Recorded data
-=-=-

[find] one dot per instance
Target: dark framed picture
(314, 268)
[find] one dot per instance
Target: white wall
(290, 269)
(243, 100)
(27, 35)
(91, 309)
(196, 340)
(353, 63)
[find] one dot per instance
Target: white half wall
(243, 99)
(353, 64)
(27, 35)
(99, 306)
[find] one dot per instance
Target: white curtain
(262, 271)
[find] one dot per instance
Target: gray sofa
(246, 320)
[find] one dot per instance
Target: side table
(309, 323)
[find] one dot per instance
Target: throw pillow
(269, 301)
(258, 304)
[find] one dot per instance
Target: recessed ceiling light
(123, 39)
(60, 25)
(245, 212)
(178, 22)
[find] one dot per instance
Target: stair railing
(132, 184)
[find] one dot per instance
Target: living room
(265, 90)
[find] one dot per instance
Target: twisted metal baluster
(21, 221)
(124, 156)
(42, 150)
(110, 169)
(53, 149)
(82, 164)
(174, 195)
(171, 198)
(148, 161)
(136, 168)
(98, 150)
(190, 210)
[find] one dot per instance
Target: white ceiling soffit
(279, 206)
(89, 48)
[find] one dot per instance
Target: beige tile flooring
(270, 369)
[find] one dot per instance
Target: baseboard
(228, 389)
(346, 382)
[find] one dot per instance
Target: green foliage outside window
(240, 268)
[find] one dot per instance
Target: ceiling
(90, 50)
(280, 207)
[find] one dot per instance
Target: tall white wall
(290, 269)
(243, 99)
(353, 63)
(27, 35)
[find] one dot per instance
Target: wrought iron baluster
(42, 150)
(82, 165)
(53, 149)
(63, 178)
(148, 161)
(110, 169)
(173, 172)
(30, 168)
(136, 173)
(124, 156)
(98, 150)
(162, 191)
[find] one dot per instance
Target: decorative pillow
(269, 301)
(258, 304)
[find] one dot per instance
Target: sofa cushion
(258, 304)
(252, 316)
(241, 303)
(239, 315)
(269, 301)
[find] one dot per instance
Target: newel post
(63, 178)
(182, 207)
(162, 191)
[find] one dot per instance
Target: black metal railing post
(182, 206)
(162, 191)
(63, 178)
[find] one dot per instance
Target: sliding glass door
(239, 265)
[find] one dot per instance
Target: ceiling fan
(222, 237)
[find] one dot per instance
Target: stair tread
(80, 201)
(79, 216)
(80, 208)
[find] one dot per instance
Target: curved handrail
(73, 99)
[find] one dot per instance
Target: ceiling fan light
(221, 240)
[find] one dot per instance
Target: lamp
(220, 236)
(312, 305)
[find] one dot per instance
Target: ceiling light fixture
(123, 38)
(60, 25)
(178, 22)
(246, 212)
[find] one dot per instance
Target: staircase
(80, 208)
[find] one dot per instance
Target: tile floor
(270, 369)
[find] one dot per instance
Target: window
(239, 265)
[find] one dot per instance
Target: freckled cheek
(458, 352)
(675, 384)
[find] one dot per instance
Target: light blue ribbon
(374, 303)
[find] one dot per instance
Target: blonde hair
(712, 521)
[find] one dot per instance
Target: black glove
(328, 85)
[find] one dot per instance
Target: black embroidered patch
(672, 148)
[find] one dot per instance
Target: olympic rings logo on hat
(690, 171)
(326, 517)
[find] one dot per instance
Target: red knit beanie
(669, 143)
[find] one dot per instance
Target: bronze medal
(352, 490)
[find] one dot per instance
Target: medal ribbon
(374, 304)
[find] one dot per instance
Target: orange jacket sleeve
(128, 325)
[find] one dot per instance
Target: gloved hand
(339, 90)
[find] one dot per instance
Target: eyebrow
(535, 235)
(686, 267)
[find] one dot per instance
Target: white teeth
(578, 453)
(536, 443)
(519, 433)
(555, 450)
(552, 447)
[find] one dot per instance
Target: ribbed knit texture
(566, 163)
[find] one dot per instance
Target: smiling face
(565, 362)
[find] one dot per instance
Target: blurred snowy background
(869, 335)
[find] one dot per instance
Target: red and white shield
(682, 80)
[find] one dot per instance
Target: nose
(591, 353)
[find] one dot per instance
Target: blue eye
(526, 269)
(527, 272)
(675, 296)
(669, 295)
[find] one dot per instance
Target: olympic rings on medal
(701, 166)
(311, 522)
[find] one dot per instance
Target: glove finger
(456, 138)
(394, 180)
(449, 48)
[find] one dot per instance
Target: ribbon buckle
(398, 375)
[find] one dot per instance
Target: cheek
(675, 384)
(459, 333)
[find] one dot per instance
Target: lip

-=-=-

__Direction__
Reproduce the data in its entirety, matching each character.

__Exercise response__
[find] one dot per instance
Target: dark framed picture
(314, 268)
[find] one dot per instance
Target: white wall
(290, 269)
(243, 100)
(27, 35)
(91, 309)
(196, 340)
(353, 63)
[find] one dot per instance
Target: white half wall
(243, 99)
(353, 64)
(27, 35)
(99, 306)
[find] one dot per instance
Target: white curtain
(262, 271)
[find] one dot per instance
Target: gray sofa
(246, 320)
[find] one dot per instance
Target: side table
(309, 323)
[find] one dot per instance
Target: throw pillow
(269, 301)
(258, 304)
[find] one dot per instance
Target: recessed ceiling light
(123, 39)
(60, 25)
(245, 212)
(178, 22)
[find] one dot per instance
Target: stair railing
(132, 184)
[find] one dot per instance
Target: living room
(265, 90)
[find] one dot per instance
Target: twisted metal baluster
(21, 221)
(124, 156)
(42, 150)
(110, 169)
(53, 149)
(82, 164)
(174, 195)
(171, 198)
(148, 161)
(136, 168)
(98, 150)
(190, 210)
[find] one dot per instance
Target: white ceiling soffit
(279, 206)
(89, 48)
[find] one dot per instance
Target: beige tile flooring
(270, 369)
[find] one dot per instance
Target: baseboard
(228, 389)
(346, 382)
[find] one dot per instance
Target: green foliage outside window
(240, 268)
[find] one dot per instance
Target: ceiling
(90, 50)
(280, 207)
[find] one dot per instance
Target: tall white wall
(290, 269)
(243, 99)
(353, 63)
(27, 35)
[find] one dot per instance
Target: wrought iron baluster
(42, 150)
(82, 165)
(53, 149)
(63, 178)
(148, 161)
(110, 169)
(173, 172)
(30, 168)
(136, 173)
(124, 156)
(98, 150)
(162, 191)
[find] one dot per instance
Target: decorative pillow
(269, 301)
(258, 304)
[find] one dot per instance
Target: sofa cushion
(258, 304)
(252, 316)
(241, 303)
(239, 315)
(269, 301)
[find] one dot per instance
Target: newel post
(63, 178)
(182, 207)
(162, 191)
[find] one dot per instance
Target: black metal railing post
(182, 206)
(162, 191)
(63, 178)
[find] one dot per instance
Target: sliding glass door
(239, 265)
[find] one dot per instance
Target: ceiling fan
(222, 237)
[find] one dot per instance
Target: stair tread
(80, 201)
(79, 216)
(80, 208)
[find] one dot per instance
Target: curved handrail
(73, 99)
[find] one dot per instance
Target: ceiling fan light
(221, 240)
[find] one dot per instance
Target: lamp
(220, 236)
(312, 305)
[find] one dot per instance
Target: ceiling light fixture
(123, 38)
(60, 25)
(178, 22)
(246, 212)
[find] one dot per instance
Target: staircase
(80, 208)
[find] one dot per instance
Target: tile floor
(270, 369)
[find] one dot per instance
Target: window
(239, 265)
[find] one dot per instance
Target: freckled cheek
(458, 352)
(675, 384)
[find] one dot per instance
Target: light blue ribbon
(374, 303)
[find] one dot per instance
Target: blonde hair
(712, 521)
[find] one dot per instance
Target: black glove
(328, 85)
[find] one dot per instance
Target: black embroidered patch
(672, 148)
[find] one dot per instance
Target: olympic rings logo on hat
(690, 171)
(326, 517)
[find] one dot per instance
Target: red knit beanie
(669, 143)
[find] one dot per instance
Target: bronze medal
(352, 490)
[find] one dot per instance
Target: medal ribbon
(374, 304)
[find] one dot per instance
Target: orange jacket sleeve
(128, 325)
[find] one dot per instance
Target: gloved hand
(339, 90)
[find] one dot per instance
Target: eyebrow
(535, 235)
(686, 267)
[find] one dot per instance
Target: white teeth
(578, 453)
(536, 443)
(519, 433)
(555, 450)
(552, 447)
[find] one dot per instance
Target: ribbed knit texture
(566, 163)
[find] one dot per instance
Target: smiling face
(565, 362)
[find] one dot per instance
Target: blurred snowy background
(869, 335)
[find] one dot per instance
Target: red and white shield
(682, 80)
[find] one dot per instance
Target: nose
(591, 353)
[find] one dot per instance
Target: blue eye
(526, 269)
(527, 272)
(675, 296)
(669, 295)
[find] one dot per instance
Target: olympic rings on medal
(701, 166)
(311, 522)
[find] one dot per instance
Target: glove finger
(456, 138)
(394, 180)
(449, 48)
[find] one dot per instance
Target: ribbon buckle
(398, 375)
[find] one dot per instance
Target: cheek
(675, 384)
(459, 333)
[find] one dot per instance
Target: lip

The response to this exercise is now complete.